Texto dado -
Esta religión adulterada se convierte en un instrumento en manos de los poderes estatales, clericales, económicos, militares, etc. que se sirven de ella para establecer un régimen totalitario en el que no hay lugar para nada más que para una pseudo-ortodoxia impuesta por la fuerza. En tales circunstancias, cuando la revolución ha perdido su impulso, se ha institucionalizado y aburguesado, la fe (que si es verdadera no puede prescindir de la libertad) corre el riesgo de perder su esencia, de confundirse con un fariseísmo hijo de la coacción o de volverse fanatismo y crispación. Cierto es también que, por otra parte, en un régimen de este tipo el acceso a la religiosidad auténtica, si se saben salvar los obstáculos mencionados, es mucho menos arduo que en una sociedad como la nuestra, en la que el secularismo actúa con gesto cada vez más militante y agresivo.

Para el ayatola Jomeini, sus adeptos y herederos, Occidente es precisamente la negación de toda religiosidad, la afirmación del materialismo más radical.

Objetivo indicado 1 - Traduce al inglés esta oración del texto sobre religión y poder: «Para el ayatola Jomeini, sus adeptos y herederos, Occidente es precisamente la negación de toda religiosidad, la afirmación del materialismo más radical.»
Objetivo indicado 2 - Prolonga el texto sobre religión y poder a partir de su última oración.
Las filas proceden de otra fuente.

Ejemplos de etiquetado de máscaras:
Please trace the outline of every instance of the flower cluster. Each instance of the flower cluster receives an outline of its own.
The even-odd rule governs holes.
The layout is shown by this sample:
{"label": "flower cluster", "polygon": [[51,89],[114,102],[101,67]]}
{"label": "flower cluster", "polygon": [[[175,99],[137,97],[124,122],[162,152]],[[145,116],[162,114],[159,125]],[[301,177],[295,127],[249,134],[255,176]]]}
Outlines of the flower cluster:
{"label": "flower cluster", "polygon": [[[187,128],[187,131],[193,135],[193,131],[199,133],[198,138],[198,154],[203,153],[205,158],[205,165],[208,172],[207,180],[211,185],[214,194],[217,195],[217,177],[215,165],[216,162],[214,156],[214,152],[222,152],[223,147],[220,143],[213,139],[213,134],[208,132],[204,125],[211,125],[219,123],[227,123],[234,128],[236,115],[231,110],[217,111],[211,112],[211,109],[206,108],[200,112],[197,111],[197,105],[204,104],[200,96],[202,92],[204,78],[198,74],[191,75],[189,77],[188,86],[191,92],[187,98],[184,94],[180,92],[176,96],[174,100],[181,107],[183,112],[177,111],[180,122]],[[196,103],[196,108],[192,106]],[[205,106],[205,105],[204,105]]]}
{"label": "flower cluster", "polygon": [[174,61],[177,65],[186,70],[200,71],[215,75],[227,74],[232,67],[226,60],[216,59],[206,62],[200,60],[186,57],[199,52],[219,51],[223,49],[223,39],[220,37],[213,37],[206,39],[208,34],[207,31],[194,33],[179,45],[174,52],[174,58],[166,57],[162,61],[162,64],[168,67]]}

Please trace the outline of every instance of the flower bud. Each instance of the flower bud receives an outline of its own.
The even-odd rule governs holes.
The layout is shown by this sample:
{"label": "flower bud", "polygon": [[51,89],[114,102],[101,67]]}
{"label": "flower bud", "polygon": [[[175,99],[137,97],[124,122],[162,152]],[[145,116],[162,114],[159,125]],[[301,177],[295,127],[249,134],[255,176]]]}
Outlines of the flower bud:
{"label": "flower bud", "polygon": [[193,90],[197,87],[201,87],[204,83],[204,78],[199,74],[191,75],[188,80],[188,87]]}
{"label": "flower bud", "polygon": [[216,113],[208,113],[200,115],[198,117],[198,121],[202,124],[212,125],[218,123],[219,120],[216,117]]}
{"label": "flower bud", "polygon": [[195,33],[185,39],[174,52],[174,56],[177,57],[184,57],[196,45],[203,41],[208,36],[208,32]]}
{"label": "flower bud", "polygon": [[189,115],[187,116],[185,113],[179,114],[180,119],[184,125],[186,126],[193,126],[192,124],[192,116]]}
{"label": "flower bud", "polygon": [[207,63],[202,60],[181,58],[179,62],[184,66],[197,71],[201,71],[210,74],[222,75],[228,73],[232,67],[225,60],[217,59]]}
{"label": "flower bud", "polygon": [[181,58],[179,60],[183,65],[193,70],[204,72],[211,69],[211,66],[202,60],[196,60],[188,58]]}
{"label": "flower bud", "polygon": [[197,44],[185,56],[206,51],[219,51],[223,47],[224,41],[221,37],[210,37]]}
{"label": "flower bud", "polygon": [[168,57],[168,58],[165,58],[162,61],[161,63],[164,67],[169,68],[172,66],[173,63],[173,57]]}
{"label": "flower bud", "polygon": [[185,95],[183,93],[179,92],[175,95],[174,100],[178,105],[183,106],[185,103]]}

Resultado 1 - For Ayatollah Khomeini, his followers and heirs, the West is precisely the negation of all religiosity, the affirmation of the most radical materialism.

Resultado 2 -
Al margen de que el régimen islamista iraní haya sido desde el primer momento bastante menos santo y piadoso de lo que pretenden sus jerarcas y de lo que creen ingenuamente sus partidarios (pensemos en el escándalo Irán-Contra, en el que la moral gubernamental iraní demostró ser no menos «elástica» que la estadounidense), no se puede negar la radical arreligiosidad del Occidente moderno.

Partiendo de esta observación, Jomeini entendió que los contendientes de la Guerra Fría se asemejaban entre sí mucho más de lo que ellos mismos sospechaban: las dos ideologías enfrentadas tenían en común su materialismo, abiertamente declarado o celosa e inútilmente disimulado. Inevitablemente también reconoció, con acierto, que los dos bloques eran parte de la cultura occidental (en realidad formas pervertidas de la misma) y que los dos aspiraban a un dominio universal para imponer sus respectivas posiciones ideológicas. Desde el punto de vista musulmán se trataba lógicamente de neocolonialismo.

En consecuencia, la revolución islámica se dirigía «contra el colonialismo negro y el colonialismo rojo», como afirmaba el propio Jomeini.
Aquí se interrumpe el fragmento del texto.